■ **What you need to do**: Copy each of the following items word for word.

◇ ◇ ◇

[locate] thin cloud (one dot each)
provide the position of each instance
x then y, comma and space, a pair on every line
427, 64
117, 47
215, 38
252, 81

◇ ◇ ◇

■ **Output for this exercise**:
[locate] thin cloud (one dot each)
provide the position of each instance
x then y, comma and space, a pair on every line
427, 64
117, 47
215, 38
252, 81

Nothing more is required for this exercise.